== Data to examine ==

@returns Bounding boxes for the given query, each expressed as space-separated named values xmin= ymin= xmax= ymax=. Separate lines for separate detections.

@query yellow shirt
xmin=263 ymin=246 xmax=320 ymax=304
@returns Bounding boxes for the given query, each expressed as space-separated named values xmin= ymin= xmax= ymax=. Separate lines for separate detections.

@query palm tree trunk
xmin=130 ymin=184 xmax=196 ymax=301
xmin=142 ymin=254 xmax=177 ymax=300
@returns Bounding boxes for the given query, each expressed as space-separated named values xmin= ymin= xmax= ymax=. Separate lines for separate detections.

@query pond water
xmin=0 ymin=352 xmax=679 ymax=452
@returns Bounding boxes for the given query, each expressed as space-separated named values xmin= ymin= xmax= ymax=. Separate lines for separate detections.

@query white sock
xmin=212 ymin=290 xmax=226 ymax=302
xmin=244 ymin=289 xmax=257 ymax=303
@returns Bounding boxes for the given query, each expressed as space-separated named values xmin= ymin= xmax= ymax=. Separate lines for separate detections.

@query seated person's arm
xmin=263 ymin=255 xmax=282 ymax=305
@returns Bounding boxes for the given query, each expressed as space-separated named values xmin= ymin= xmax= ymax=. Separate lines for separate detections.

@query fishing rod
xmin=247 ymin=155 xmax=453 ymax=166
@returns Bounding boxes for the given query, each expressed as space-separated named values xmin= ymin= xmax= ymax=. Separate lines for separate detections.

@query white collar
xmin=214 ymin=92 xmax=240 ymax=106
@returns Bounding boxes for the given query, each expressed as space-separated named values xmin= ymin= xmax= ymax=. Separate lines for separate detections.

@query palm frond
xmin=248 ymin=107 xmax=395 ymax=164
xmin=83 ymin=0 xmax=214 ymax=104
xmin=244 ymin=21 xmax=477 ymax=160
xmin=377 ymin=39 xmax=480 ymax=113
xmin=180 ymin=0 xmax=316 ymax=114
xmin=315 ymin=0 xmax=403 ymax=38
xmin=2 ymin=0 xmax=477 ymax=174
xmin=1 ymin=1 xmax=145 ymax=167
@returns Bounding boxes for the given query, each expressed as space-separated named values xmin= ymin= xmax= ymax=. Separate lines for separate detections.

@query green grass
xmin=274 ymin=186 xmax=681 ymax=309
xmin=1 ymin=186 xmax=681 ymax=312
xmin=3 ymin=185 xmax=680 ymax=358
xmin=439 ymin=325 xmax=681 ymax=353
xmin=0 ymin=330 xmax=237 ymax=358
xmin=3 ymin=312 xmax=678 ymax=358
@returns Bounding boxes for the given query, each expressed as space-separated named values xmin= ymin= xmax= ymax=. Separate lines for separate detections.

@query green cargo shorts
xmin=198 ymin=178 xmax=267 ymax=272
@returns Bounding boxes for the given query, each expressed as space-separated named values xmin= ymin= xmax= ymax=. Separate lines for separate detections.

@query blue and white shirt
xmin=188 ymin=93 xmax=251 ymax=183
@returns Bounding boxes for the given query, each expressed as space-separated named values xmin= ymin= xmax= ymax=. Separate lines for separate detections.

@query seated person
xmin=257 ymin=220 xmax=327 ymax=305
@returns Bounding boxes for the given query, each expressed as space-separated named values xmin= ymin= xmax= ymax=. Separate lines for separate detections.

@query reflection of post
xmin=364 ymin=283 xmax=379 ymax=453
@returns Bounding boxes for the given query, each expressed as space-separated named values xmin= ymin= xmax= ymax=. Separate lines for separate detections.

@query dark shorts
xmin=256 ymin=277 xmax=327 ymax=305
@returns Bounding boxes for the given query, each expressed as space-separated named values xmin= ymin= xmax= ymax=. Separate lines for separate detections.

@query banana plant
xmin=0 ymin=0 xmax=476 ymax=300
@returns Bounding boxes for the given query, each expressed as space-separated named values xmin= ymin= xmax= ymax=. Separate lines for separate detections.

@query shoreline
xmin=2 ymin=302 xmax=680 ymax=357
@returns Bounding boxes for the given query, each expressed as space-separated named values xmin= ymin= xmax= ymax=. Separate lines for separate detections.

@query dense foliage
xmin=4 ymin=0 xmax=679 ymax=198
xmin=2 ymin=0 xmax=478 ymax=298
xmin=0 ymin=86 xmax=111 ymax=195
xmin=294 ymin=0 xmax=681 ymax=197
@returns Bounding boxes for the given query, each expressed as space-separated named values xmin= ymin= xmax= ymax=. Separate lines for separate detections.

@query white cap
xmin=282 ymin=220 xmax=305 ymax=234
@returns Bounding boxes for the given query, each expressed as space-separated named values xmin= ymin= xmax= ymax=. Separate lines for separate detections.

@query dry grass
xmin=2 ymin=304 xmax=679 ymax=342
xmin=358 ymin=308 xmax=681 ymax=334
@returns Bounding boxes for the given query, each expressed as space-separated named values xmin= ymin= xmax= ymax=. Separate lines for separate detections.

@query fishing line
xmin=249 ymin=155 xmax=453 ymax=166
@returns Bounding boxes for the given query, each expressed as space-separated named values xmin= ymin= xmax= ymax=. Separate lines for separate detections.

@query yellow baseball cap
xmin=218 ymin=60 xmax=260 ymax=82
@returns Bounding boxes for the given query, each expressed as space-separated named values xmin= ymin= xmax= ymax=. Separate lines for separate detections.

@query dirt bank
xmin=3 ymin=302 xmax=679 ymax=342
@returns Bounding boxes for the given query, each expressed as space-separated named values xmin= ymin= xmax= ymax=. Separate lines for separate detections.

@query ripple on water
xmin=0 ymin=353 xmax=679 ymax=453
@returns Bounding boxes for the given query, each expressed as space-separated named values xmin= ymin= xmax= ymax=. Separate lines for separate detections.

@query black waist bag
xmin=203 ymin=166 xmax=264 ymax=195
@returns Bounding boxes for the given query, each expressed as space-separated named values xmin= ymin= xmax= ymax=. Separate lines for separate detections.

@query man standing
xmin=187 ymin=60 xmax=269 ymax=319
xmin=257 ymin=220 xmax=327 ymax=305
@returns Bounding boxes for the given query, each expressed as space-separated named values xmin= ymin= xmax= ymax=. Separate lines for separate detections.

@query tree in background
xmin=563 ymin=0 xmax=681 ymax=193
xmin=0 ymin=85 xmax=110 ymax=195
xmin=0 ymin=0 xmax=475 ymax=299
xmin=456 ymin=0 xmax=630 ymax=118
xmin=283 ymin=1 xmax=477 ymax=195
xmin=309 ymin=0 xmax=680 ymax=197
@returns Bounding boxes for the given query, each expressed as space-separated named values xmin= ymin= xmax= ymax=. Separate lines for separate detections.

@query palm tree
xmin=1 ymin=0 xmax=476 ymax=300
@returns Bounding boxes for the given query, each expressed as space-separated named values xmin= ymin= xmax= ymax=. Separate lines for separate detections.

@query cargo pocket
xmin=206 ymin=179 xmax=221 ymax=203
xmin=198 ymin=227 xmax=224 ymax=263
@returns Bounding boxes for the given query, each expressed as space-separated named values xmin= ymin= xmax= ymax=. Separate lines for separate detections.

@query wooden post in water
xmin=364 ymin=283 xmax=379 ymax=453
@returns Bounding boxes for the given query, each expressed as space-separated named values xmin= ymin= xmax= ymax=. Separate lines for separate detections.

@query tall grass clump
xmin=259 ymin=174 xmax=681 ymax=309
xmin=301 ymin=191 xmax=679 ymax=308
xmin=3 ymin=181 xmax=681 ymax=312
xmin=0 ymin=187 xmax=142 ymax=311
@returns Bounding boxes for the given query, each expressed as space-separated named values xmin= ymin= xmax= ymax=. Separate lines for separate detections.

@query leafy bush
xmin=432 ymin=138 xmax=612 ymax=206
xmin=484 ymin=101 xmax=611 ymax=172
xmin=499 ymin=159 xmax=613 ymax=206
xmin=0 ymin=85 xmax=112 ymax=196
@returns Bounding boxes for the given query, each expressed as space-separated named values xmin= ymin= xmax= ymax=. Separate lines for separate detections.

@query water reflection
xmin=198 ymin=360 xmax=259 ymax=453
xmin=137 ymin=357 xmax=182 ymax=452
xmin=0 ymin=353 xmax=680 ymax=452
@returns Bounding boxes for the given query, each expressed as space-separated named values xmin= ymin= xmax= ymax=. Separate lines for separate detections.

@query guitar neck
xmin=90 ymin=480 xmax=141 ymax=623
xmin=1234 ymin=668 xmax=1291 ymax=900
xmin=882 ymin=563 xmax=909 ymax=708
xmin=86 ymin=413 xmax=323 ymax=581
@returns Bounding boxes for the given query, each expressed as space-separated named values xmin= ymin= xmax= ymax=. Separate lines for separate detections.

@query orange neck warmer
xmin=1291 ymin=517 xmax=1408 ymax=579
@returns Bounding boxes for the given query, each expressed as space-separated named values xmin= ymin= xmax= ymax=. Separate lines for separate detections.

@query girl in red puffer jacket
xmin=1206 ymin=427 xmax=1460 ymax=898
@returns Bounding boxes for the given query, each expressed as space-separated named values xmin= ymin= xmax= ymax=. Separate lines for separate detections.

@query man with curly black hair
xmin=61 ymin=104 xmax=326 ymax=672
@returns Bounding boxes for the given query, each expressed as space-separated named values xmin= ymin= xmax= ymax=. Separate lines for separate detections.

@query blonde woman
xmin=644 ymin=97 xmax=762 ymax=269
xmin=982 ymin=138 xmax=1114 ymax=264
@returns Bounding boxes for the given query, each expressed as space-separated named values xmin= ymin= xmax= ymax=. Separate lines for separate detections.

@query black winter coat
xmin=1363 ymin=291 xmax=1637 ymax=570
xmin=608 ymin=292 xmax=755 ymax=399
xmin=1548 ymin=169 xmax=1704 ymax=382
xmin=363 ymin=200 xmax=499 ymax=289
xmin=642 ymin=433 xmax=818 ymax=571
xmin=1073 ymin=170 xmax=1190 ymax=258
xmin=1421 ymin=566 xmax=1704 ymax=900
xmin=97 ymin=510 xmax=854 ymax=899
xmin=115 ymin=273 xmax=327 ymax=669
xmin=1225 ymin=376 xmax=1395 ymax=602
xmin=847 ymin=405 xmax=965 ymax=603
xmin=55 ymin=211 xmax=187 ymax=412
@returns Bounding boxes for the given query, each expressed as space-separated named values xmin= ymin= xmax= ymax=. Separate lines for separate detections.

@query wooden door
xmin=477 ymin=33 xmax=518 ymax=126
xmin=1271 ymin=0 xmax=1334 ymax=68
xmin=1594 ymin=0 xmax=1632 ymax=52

===

■ Try it
Set down each line from the line containing "curly black hair" through the final line of the data, exactly and with nothing added.

■ Solution for this exercise
@query man with curly black hair
xmin=61 ymin=104 xmax=326 ymax=672
@returns Bounding boxes for the given query, each expressed as space-separated named values xmin= ymin= xmax= ymax=. Separate lines for separate detections.

@query blonde woman
xmin=644 ymin=97 xmax=762 ymax=269
xmin=982 ymin=138 xmax=1114 ymax=264
@returns Bounding boxes for the given query, each expressed as space-separated named values xmin= ymin= xmax= ymax=. Separate lines for separate detections.

@query black winter coat
xmin=1363 ymin=291 xmax=1637 ymax=570
xmin=608 ymin=292 xmax=755 ymax=399
xmin=1548 ymin=169 xmax=1704 ymax=382
xmin=363 ymin=200 xmax=499 ymax=289
xmin=642 ymin=433 xmax=818 ymax=571
xmin=1073 ymin=170 xmax=1190 ymax=258
xmin=1421 ymin=566 xmax=1704 ymax=900
xmin=97 ymin=510 xmax=854 ymax=899
xmin=115 ymin=273 xmax=327 ymax=669
xmin=1225 ymin=376 xmax=1395 ymax=602
xmin=847 ymin=405 xmax=965 ymax=603
xmin=55 ymin=211 xmax=187 ymax=412
@returns Bounding boxes for the given query, each expressed as space-separated named values xmin= ymin= xmax= ymax=. Separate lines for separate detections.

@query wooden door
xmin=477 ymin=33 xmax=518 ymax=126
xmin=1271 ymin=0 xmax=1334 ymax=68
xmin=1594 ymin=0 xmax=1632 ymax=52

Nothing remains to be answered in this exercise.